What the task requires » The listing below should be copied in full, word for word.

Dataset records »
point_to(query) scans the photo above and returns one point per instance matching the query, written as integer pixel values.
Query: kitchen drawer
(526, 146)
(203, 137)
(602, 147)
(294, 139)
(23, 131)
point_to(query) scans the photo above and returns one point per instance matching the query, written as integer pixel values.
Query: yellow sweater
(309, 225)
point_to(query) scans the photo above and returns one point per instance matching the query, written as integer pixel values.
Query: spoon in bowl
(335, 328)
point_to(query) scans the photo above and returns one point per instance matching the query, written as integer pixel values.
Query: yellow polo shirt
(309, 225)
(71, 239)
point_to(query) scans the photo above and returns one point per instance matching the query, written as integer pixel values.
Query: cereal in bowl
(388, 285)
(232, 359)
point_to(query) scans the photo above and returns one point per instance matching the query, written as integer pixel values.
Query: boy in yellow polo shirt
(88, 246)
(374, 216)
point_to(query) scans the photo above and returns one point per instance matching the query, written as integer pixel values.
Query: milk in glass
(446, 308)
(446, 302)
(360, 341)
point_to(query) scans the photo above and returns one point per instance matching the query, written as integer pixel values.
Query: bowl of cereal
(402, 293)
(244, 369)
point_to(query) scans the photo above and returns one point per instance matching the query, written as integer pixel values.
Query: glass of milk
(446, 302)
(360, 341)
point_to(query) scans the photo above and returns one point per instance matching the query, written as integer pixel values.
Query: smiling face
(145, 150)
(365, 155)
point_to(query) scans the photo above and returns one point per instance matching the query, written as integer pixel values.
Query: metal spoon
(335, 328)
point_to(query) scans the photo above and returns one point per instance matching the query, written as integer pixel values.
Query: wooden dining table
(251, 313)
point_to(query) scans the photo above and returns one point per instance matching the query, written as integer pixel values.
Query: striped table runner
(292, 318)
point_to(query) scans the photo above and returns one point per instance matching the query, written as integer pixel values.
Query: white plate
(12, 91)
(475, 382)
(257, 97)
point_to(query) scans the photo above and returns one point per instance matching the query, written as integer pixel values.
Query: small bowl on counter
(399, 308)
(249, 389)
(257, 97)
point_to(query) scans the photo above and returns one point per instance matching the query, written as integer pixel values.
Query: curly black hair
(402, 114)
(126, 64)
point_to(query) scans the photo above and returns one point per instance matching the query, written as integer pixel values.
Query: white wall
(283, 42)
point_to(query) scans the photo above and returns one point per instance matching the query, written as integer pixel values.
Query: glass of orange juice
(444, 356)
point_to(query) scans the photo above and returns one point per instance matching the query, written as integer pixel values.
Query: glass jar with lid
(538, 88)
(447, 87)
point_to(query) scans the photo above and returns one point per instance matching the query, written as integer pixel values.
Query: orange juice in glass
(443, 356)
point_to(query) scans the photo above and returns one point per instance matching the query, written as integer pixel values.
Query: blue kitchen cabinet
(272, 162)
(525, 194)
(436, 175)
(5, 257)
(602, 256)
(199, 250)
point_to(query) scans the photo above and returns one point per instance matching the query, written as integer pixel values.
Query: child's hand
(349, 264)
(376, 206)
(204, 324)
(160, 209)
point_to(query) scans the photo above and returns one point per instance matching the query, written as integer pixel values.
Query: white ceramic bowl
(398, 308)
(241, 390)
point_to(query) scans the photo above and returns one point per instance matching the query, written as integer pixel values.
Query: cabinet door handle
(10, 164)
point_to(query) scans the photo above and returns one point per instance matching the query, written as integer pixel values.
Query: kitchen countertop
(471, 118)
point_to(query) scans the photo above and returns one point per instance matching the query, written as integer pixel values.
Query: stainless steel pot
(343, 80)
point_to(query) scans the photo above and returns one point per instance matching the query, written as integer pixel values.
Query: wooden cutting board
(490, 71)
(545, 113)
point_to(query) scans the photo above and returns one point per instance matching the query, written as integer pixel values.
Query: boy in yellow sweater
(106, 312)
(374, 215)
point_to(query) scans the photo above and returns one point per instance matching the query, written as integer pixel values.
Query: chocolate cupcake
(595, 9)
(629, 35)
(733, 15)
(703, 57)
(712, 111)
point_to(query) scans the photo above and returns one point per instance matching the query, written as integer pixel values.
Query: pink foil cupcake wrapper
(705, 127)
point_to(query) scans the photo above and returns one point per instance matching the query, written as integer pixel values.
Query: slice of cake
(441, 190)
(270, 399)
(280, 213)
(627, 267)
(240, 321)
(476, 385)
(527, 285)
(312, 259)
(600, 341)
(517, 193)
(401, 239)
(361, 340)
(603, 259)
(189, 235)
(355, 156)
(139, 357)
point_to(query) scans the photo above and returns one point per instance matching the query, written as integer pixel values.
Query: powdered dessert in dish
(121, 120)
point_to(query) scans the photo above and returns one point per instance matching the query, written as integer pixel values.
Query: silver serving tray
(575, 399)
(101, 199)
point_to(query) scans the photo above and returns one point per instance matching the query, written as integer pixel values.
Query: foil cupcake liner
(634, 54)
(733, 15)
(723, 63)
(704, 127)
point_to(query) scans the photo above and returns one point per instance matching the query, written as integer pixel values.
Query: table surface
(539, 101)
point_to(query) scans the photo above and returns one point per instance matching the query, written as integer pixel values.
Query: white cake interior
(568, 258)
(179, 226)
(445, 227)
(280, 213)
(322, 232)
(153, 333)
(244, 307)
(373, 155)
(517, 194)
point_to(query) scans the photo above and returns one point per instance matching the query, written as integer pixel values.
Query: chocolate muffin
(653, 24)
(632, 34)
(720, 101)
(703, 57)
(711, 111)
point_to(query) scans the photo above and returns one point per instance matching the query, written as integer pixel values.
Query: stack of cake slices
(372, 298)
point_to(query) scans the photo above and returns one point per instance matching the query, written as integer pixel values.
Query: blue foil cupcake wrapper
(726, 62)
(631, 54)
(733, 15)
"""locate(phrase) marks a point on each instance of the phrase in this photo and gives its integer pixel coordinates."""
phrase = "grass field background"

Task answer »
point_to(query) scans the photo above and returns one point per instance matching the query, written as integer pixel values.
Query: kitchen drawer
(526, 146)
(203, 137)
(602, 147)
(294, 139)
(23, 131)
point_to(query) scans the photo above and returns one point per instance matching the query, written as integer pixel values.
Query: yellow sweater
(309, 225)
point_to(query) scans the photo above and returns one point per instance matching the query, written as integer pixel values.
Query: spoon in bowl
(335, 328)
point_to(query) scans the photo above and returns one point per instance matching the query, written as integer pixel values.
Query: yellow polo shirt
(309, 225)
(71, 239)
point_to(query) scans the photo above and returns one point per instance matching the query, written as integer pixel values.
Query: cereal in bowl
(388, 285)
(232, 359)
point_to(query) scans the photo above and returns one point per instance matching the query, written as integer pixel values.
Query: boy in yellow polo shirt
(88, 246)
(374, 216)
point_to(query) scans the photo above and returns one point per instance matching the query, written as integer pixel values.
Query: milk in glass
(446, 308)
(446, 302)
(360, 341)
point_to(query) scans the photo above and returns one point per instance matching the query, written as integer pixel values.
Query: bowl of cereal
(402, 293)
(244, 369)
point_to(query) scans the photo above and returns one point per instance matching the query, written as integer pixel values.
Query: glass of milk
(446, 302)
(360, 341)
point_to(query) scans the photo above and returns one point per instance matching the query, written as integer pixel values.
Query: smiling face
(145, 150)
(365, 155)
point_to(query) scans the photo above and returns one point per instance matching the query, written as integer pixel values.
Query: metal spoon
(335, 328)
point_to(query) scans the photo above and returns one point per instance matching the query, written as integer pixel values.
Query: wooden dining table
(251, 313)
point_to(query) scans the photo above and returns one point per instance matching the query, written as integer pixel values.
Query: striped table runner
(292, 318)
point_to(query) scans the photo above and returns one point per instance matching the query, written as integer pixel values.
Query: white plate
(12, 91)
(475, 382)
(257, 97)
point_to(query) scans the photo above and returns one point per instance matching the query, written as integer pixel values.
Query: small bowl on counter
(399, 308)
(249, 389)
(257, 97)
point_to(query) scans the photo above and returns one point per instance matching the query, written as integer pixel values.
Query: curly black hair
(402, 114)
(126, 64)
point_to(query) scans the photo above and returns one point per instance matching the query, written as integer pixel values.
Query: white wall
(283, 42)
point_to(query) scans the photo above and returns one point per instance matching the query, written as integer pixel values.
Query: glass of orange juice
(444, 356)
point_to(query) scans the photo above and returns one point per instance matching the query, written as integer pixel values.
Query: glass jar with lid
(538, 88)
(447, 87)
point_to(query) scans the photo above and returns one point per instance matching the query, written as integer pixel values.
Query: orange juice in glass
(443, 356)
point_to(query) scans the photo above and returns one point per instance matching the query, written as integer pixel values.
Query: blue kitchen cabinet
(272, 162)
(525, 194)
(436, 175)
(5, 257)
(602, 256)
(199, 250)
point_to(query) scans the photo above and returns one point per instance matching the query, written as integer pixel values.
Query: child's hand
(349, 264)
(376, 206)
(204, 324)
(160, 209)
point_to(query) scans the photo above and returns one point per instance matching the query, written as integer pixel values.
Query: white ceramic bowl
(398, 308)
(241, 390)
point_to(query) scans the photo above and returns one point per instance matching the query, written as integer pixel values.
Query: cabinet door handle
(10, 164)
point_to(query) scans the photo above and returns one point per instance matching the query, written as integer pixel values.
Query: kitchen countertop
(471, 118)
point_to(query) scans the photo above and returns one point per instance matching the query, written as integer pixel values.
Query: stainless steel pot
(343, 80)
point_to(query) scans the photo above and returns one point per instance matching the query, written as integer pixel values.
Query: wooden cutting board
(490, 71)
(545, 113)
point_to(query) scans the photo above and returns one point per instance matching the query, written as integer pixel values.
Query: boy in yellow sweater
(106, 312)
(374, 215)
point_to(query) scans the photo above and returns one point per instance matching the query, written as integer pixel values.
Query: chocolate cupcake
(595, 9)
(629, 35)
(733, 15)
(703, 57)
(712, 111)
point_to(query) scans the photo above and returns one point per instance matching the query, written as integer pixel values.
Query: pink foil cupcake wrapper
(705, 127)
point_to(query) scans the photo above and returns one point per instance matching the query, written as integer pixel values.
Query: slice of cake
(441, 190)
(270, 399)
(280, 213)
(627, 267)
(240, 321)
(476, 385)
(527, 285)
(312, 259)
(600, 341)
(517, 193)
(401, 239)
(361, 340)
(603, 259)
(189, 235)
(355, 156)
(139, 357)
point_to(query) scans the photo above and returns one point per instance matching the query, written as integer pixel values.
Query: powdered dessert in dish
(121, 120)
point_to(query) scans the photo above and returns one point per instance matching the query, written as integer pixel values.
Query: silver serving tray
(575, 399)
(101, 199)
point_to(query) scans the photo above and returns one point per instance matching the query, written as integer pixel values.
Query: foil cupcake liner
(634, 54)
(733, 15)
(723, 63)
(704, 127)
point_to(query) scans the photo above and returns one point per instance matching the query, written as integer pixel values.
Query: table surface
(539, 101)
point_to(query) scans the photo above and returns one point per instance matching the query, written as integer pixel values.
Query: white cake interior
(568, 258)
(179, 226)
(445, 227)
(280, 213)
(322, 232)
(153, 333)
(244, 307)
(373, 155)
(517, 194)
point_to(query) scans the photo above and returns one point per instance matching the query, written as integer pixel values.
Query: chocolate muffin
(653, 24)
(632, 34)
(720, 101)
(703, 57)
(711, 111)
point_to(query) scans the photo above and returns one point per instance matching the query, written as integer pixel values.
Query: stack of cake slices
(372, 298)
point_to(query) scans the photo above and returns one point per instance matching the query, written as integer pixel values.
Query: blue foil cupcake wrapper
(726, 62)
(631, 54)
(733, 15)
"""locate(phrase) marks a point on each instance of the phrase in this photo and gives its integer pixel coordinates."""
phrase = "grass field background"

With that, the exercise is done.